◆ **Problem 1**: In the text on Butcombe, what did Samuel Baker use to measure the children for their yearly suits?
◆ **Problem 2**: Copy everything in the text on Butcombe from "These, let me" down to "the next Sabbath.".

◆ **Text**:
◇ ◇ ◇ ◇ ◇ ◇ ◇
These, let me remark, are general observations: Mr. Sayce's place is, I have no doubt, now well and conscientiously filled by his Curate; but for a long time previous to the appointment of the latter, (which has only taken place, I think, within the last twelve months,) the parishioners of Butcombe, which perhaps required one as much as any other in Somersetshire, were without a resident pastor, as Mr. Sayce used to drive down on Sunday, do duty, drive back again, and leave his parishioners to Providence until the next Sabbath.

In my old and excellent friend Samuel Baker's time, the children of the parish had a most affectionate and attentive patron, who took the schools under his especial care and management.-I have not been at Butcombe since his death, but I recollect of old accompanying him more than once across from Aldwick: he used to assist in teaching the boys and girls himself, and once a year he gave them all round a new suit of clothes, and never had man or tailor a more primitive way of measuring for the same. His plan was to call them out one after the other, and take their dimensions with his walking-stick, which was quite as tall as the majority of the candidates: the altitude of each having been thus ascertained, he dotted him or her down on a piece of paper, and left the matter of fit altogether to the discretion of the fashioner. Boys and girls were all accommodated, according to what I used to call the argumentum ad bucculum. There was one poor blind boy, to whom Mr. Baker was particularly kind. Curious as it may seem, the lad used to go to school, and Mr. B. always took him home on Sundays with him to Aldwick to dinner.
◇ ◇ ◇ ◇ ◇ ◇ ◇
◆ **Data lines**:
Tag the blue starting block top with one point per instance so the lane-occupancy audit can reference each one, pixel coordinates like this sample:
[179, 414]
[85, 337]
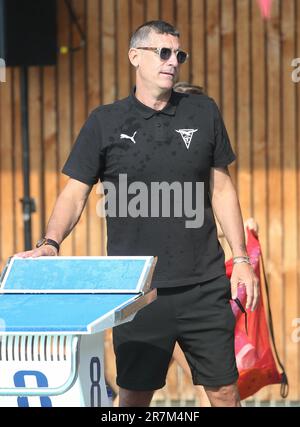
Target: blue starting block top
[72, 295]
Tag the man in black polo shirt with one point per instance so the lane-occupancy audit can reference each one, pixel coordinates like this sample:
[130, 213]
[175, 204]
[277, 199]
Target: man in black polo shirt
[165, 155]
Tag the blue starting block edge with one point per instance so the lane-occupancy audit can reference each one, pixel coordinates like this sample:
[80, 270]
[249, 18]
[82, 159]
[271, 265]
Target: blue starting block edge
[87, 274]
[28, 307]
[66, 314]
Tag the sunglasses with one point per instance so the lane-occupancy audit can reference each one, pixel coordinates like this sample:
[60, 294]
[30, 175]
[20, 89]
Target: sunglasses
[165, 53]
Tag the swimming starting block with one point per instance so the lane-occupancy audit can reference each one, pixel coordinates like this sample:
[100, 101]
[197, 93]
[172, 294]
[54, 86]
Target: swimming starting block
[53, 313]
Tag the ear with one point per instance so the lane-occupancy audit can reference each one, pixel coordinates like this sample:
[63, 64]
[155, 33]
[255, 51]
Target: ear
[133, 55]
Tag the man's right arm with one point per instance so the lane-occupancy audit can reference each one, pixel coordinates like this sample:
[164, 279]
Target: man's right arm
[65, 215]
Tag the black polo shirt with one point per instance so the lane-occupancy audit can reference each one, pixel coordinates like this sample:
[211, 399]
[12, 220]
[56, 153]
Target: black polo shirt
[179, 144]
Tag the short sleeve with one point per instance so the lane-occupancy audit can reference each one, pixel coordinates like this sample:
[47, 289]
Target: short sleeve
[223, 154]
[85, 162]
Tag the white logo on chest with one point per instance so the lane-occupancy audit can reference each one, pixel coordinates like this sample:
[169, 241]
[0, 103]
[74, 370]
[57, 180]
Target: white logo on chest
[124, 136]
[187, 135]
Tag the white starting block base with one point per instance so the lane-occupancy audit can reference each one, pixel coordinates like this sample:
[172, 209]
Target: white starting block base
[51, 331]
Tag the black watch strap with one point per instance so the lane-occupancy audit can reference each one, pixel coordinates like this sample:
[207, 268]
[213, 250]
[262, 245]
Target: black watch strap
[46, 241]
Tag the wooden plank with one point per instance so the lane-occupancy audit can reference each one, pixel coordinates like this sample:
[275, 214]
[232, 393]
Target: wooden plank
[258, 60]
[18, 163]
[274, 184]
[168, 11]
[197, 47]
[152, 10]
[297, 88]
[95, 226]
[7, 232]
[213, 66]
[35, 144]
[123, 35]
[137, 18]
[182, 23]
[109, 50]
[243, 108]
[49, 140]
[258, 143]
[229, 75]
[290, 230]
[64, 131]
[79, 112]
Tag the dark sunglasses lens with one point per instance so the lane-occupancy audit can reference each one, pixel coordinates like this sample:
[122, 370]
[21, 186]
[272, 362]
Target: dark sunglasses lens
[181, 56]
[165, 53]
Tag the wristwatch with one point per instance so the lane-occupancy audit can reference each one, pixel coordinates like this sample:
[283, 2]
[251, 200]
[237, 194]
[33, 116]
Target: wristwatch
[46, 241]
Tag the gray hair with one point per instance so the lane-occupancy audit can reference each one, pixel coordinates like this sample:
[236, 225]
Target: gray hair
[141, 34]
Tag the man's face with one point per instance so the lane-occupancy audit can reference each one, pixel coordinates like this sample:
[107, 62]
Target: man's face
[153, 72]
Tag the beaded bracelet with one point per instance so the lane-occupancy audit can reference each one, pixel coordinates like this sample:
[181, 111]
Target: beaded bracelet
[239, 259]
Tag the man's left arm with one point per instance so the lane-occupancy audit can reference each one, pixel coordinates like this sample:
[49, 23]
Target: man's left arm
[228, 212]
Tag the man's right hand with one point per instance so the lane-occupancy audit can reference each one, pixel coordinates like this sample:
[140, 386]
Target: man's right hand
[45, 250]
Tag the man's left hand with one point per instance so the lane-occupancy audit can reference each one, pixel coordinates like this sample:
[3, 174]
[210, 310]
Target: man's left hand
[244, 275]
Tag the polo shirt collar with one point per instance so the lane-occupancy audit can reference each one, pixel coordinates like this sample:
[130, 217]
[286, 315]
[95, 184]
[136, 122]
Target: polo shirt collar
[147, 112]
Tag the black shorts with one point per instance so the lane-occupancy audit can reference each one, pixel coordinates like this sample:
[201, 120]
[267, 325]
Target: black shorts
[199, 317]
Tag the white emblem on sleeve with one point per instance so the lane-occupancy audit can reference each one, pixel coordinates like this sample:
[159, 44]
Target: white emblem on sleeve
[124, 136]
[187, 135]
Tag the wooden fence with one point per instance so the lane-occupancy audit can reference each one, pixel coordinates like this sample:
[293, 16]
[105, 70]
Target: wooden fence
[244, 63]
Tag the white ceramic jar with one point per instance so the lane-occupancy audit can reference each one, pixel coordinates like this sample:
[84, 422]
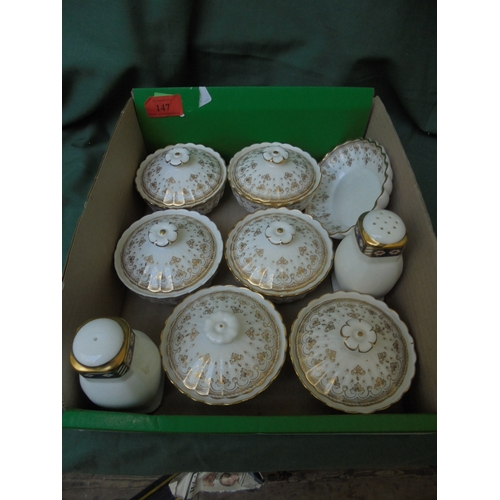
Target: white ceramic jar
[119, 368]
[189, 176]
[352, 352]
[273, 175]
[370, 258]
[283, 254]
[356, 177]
◇ ◇ ◇ ◇ ◇ ◇ ◇
◆ **Complete output 1**: He measured their height with his walking-stick.

◆ **Complete output 2**:
These, let me remark, are general observations: Mr. Sayce's place is, I have no doubt, now well and conscientiously filled by his Curate; but for a long time previous to the appointment of the latter, (which has only taken place, I think, within the last twelve months,) the parishioners of Butcombe, which perhaps required one as much as any other in Somersetshire, were without a resident pastor, as Mr. Sayce used to drive down on Sunday, do duty, drive back again, and leave his parishioners to Providence until the next Sabbath.